Point-based annotation data:
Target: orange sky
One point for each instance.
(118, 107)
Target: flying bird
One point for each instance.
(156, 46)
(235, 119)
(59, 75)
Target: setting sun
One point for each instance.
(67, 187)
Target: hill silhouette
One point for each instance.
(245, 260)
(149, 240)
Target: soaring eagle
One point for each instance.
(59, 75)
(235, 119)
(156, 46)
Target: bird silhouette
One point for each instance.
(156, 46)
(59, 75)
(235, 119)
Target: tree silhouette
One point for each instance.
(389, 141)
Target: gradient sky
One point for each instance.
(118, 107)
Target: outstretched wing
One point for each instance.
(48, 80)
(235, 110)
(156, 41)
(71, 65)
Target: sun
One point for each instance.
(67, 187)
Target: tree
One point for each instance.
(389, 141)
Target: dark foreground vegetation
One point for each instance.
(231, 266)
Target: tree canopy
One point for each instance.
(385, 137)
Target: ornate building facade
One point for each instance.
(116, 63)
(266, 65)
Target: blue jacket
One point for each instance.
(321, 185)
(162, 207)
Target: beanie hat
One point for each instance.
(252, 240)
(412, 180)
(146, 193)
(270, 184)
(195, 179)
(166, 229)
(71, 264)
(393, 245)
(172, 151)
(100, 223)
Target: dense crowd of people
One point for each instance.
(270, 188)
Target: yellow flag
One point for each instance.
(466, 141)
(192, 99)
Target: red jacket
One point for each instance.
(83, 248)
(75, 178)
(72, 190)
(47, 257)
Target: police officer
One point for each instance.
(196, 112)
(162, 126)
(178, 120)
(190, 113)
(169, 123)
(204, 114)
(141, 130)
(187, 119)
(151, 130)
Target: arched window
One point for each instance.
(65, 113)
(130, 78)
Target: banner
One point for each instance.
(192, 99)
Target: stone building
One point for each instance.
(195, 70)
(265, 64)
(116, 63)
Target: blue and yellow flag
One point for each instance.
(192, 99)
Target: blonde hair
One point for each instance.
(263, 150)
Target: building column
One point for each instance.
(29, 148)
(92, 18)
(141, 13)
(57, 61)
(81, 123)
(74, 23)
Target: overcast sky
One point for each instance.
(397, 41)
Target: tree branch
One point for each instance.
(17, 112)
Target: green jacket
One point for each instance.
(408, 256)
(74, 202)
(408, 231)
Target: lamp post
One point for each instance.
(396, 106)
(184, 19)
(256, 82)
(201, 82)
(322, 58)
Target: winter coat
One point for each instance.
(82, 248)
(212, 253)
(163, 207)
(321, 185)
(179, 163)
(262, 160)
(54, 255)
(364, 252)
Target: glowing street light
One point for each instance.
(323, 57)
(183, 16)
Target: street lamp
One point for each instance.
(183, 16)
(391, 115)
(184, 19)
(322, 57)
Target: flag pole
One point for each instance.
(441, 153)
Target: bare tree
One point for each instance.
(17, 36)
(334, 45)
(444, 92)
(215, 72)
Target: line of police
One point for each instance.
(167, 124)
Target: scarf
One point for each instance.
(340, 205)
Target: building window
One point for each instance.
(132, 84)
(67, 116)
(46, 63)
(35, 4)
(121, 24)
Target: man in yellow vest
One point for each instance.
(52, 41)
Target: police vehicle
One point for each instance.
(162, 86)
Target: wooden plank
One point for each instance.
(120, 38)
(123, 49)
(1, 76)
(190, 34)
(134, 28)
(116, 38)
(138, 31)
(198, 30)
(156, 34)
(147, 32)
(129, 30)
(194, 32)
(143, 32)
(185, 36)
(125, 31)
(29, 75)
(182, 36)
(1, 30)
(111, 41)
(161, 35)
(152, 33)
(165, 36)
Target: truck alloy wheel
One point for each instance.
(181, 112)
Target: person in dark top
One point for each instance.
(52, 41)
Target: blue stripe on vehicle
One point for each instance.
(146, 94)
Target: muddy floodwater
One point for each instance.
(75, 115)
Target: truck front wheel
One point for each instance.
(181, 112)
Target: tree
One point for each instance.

▶ **Aim of the task**:
Exactly reproduce every record.

▶ **The result**:
Target: orange sky
One point for each instance.
(118, 107)
Target: flying bird
One point for each instance.
(156, 46)
(235, 119)
(59, 75)
Target: setting sun
One point for each instance.
(67, 187)
Target: hill silhouette
One point for each instance.
(245, 260)
(149, 240)
Target: soaring eagle
One point for each instance.
(59, 75)
(235, 119)
(156, 46)
Target: bird silhouette
One point for each instance.
(156, 46)
(59, 75)
(235, 119)
Target: tree silhouette
One point for each instance.
(389, 141)
Target: gradient sky
One point for each instance.
(118, 107)
Target: outstretched wing
One point for each instance.
(48, 80)
(235, 110)
(156, 41)
(71, 65)
Target: sun
One point for each instance.
(67, 187)
Target: tree
One point for each instance.
(389, 141)
Target: dark foreground vegetation
One point for each instance.
(231, 266)
Target: tree canopy
One point for each instance.
(385, 137)
Target: ornate building facade
One point for each instance.
(116, 63)
(266, 65)
Target: blue jacket
One point for each instance.
(321, 185)
(162, 207)
Target: beanie hat
One point for each instance.
(252, 240)
(412, 180)
(146, 193)
(270, 184)
(195, 179)
(166, 229)
(71, 264)
(393, 245)
(172, 151)
(100, 223)
Target: dense crowd of people
One point for each instance.
(270, 188)
Target: yellow flag
One point for each instance.
(466, 141)
(192, 99)
Target: red jacket
One point for each instance.
(83, 248)
(75, 178)
(72, 190)
(47, 257)
Target: police officer
One point for each instance.
(196, 112)
(162, 126)
(178, 120)
(190, 113)
(169, 123)
(204, 114)
(141, 130)
(187, 119)
(151, 130)
Target: arched window
One point for each instance.
(65, 113)
(130, 78)
Target: banner
One point for each instance.
(192, 99)
Target: stone building
One point for each instance.
(195, 70)
(265, 64)
(116, 63)
Target: blue and yellow flag
One point for each instance.
(192, 99)
Target: blonde hair
One point for each instance.
(263, 150)
Target: building column
One point for each instance.
(29, 148)
(92, 18)
(141, 13)
(57, 61)
(81, 123)
(74, 23)
Target: overcast sky
One point for each instance.
(397, 41)
Target: tree branch
One point for each instance.
(17, 112)
Target: green jacket
One point for each instance.
(408, 256)
(74, 202)
(408, 231)
Target: lamp post
One point for each instance.
(396, 106)
(184, 19)
(256, 82)
(201, 82)
(322, 58)
Target: winter coat
One point for each instance.
(82, 248)
(212, 253)
(163, 207)
(321, 185)
(179, 163)
(262, 160)
(54, 255)
(364, 252)
Target: glowing street light
One point for each instance.
(323, 57)
(183, 16)
Target: street lamp
One point for each instance.
(183, 16)
(391, 115)
(184, 19)
(322, 57)
Target: flag pole
One point for each instance.
(441, 153)
Target: bare tree
One point for each instance.
(17, 36)
(334, 45)
(444, 92)
(215, 72)
Target: line of police
One point for each instance.
(167, 124)
Target: scarf
One point for each instance.
(340, 205)
Target: building window
One point for each instance.
(132, 84)
(67, 116)
(46, 63)
(35, 4)
(121, 24)
Target: man in yellow vest
One point for each instance.
(52, 41)
Target: police vehicle
One point for each instance.
(162, 86)
Target: wooden plank
One point for each instance.
(120, 38)
(123, 49)
(1, 76)
(190, 34)
(134, 28)
(116, 38)
(138, 31)
(198, 30)
(156, 34)
(147, 32)
(129, 30)
(194, 32)
(143, 32)
(185, 36)
(125, 31)
(29, 75)
(182, 36)
(1, 30)
(111, 41)
(161, 35)
(152, 33)
(165, 36)
Target: truck alloy wheel
One point for each instance.
(181, 112)
Target: person in dark top
One point for each instance.
(52, 41)
Target: blue stripe on vehicle
One point for each instance.
(146, 94)
Target: muddy floodwater
One point for each instance.
(75, 115)
Target: truck front wheel
One point for each instance.
(181, 112)
Target: tree
One point for each instance.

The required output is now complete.